--- Source records ---

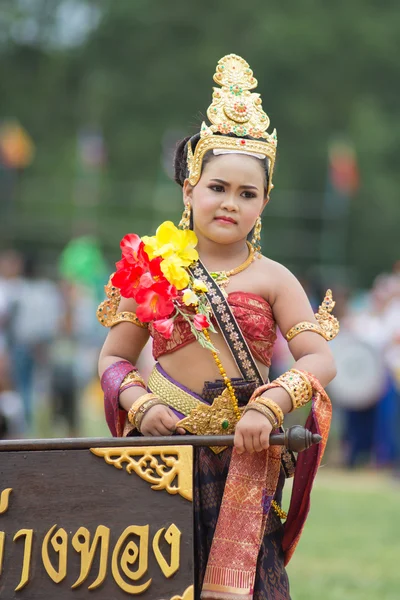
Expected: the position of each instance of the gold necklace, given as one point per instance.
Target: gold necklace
(222, 277)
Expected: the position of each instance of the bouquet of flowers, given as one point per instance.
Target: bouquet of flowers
(154, 272)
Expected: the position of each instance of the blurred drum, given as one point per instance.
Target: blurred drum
(361, 373)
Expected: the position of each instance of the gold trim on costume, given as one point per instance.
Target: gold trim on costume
(218, 418)
(167, 468)
(107, 313)
(171, 393)
(188, 594)
(297, 386)
(234, 109)
(328, 325)
(133, 377)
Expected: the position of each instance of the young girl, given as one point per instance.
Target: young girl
(224, 294)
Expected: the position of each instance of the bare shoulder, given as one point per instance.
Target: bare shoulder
(277, 279)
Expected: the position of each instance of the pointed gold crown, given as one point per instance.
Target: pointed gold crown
(234, 109)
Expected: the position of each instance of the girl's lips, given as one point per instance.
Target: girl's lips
(225, 220)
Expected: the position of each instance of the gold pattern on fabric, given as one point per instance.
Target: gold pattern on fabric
(322, 411)
(219, 418)
(328, 325)
(107, 313)
(249, 489)
(167, 468)
(188, 594)
(175, 396)
(228, 326)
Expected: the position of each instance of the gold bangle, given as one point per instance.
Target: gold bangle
(297, 386)
(327, 325)
(132, 378)
(145, 407)
(264, 411)
(136, 406)
(273, 407)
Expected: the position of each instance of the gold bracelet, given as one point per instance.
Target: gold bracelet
(263, 410)
(273, 407)
(133, 378)
(136, 406)
(297, 386)
(145, 407)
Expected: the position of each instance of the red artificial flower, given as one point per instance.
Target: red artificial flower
(132, 248)
(134, 264)
(154, 298)
(200, 322)
(165, 327)
(127, 278)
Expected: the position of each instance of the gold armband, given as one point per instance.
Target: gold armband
(107, 313)
(328, 325)
(132, 379)
(263, 410)
(141, 406)
(297, 386)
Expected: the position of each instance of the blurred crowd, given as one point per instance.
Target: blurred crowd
(50, 340)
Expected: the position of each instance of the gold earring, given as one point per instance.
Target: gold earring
(185, 220)
(256, 239)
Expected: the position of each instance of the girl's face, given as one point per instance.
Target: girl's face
(228, 198)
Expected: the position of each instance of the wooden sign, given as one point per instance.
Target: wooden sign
(105, 523)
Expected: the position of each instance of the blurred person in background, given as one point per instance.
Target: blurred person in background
(366, 387)
(30, 319)
(12, 417)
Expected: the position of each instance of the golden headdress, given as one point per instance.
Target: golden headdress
(236, 110)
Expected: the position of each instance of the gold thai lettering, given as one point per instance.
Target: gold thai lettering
(129, 556)
(173, 537)
(81, 543)
(59, 541)
(4, 499)
(26, 565)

---

_Required work_
Return the entries unchanged, save for the pictures, which do not belong in the copy.

_Reply to the task_
Expected: the position of each instance of the gold necklace, given as one point per instance.
Target: gold necklace
(222, 277)
Expected: the position of each instance of the bouquet of flowers, given as one point per instance.
Target: bouquet of flowers
(154, 272)
Expected: the position of each instance of the blurred drum, given as one point per instance.
Target: blurred drum
(361, 373)
Expected: the position of each instance of the gold trim on costume, given as one point per instance.
Target: gold trim on costume
(218, 418)
(167, 468)
(107, 313)
(171, 393)
(188, 594)
(297, 386)
(234, 109)
(328, 325)
(133, 377)
Expected: the position of each instance of the young girl, given as one point per instance.
Target: young girl
(224, 294)
Expected: the position of each instance of the bare shoulder, given as one point per instance.
Target: bare shoulder
(277, 279)
Expected: the position of each instance of the pointed gold crown, given as one point per instance.
Target: pointed gold crown
(234, 109)
Expected: the position of each instance of the girl's lips, given as one point per instance.
Target: girl's lips
(225, 220)
Expected: the position of each instance of the gold pattern on fabric, given as one point per instance.
Target: gold pattern on fabric
(322, 411)
(219, 418)
(328, 325)
(107, 313)
(249, 489)
(167, 468)
(188, 594)
(175, 396)
(228, 326)
Expected: the position of each instance of the gold bangle, given as one point per instance.
Target: gold bangle
(297, 386)
(327, 325)
(132, 378)
(145, 407)
(264, 411)
(136, 406)
(273, 407)
Expected: the position of each instance of the gold bracelet, given as one point per instance.
Target: gold bracelet
(263, 410)
(273, 407)
(133, 378)
(136, 406)
(297, 386)
(145, 407)
Expected: the position of each instance of the red artificial flower, given as one point per instance.
Target: red artificial flower
(132, 248)
(134, 264)
(154, 298)
(200, 322)
(165, 327)
(127, 278)
Expected: the position of each instance of the gold armband, given as one point per instance.
Target: gold armband
(107, 313)
(328, 325)
(132, 379)
(263, 410)
(141, 406)
(297, 386)
Expected: the position of each instance of the blurred crowd, given as one point per instance.
Target: blurred crowd
(50, 340)
Expected: the position of each instance of the gold earring, given as one point per instance.
Target: gold earring
(185, 220)
(256, 239)
Expected: the position of each instance of the girl's face, given as one point per instance.
Target: girl's face
(228, 198)
Expected: the position of each instance of the wooden sign, given as one point per instance.
Target: wooden sign
(105, 523)
Expected: the position of each instance of the blurred person in background, given as one point per instance.
Target: blurred person in background
(366, 387)
(30, 319)
(12, 417)
Expected: the position of each instance of the golden headdress, given as one point per instance.
Target: golden headdress
(236, 110)
Expected: the position of each instance of the gold thai lettering, given as one point per instance.
Target: gold thai lettering
(129, 556)
(173, 537)
(81, 543)
(59, 541)
(4, 499)
(26, 565)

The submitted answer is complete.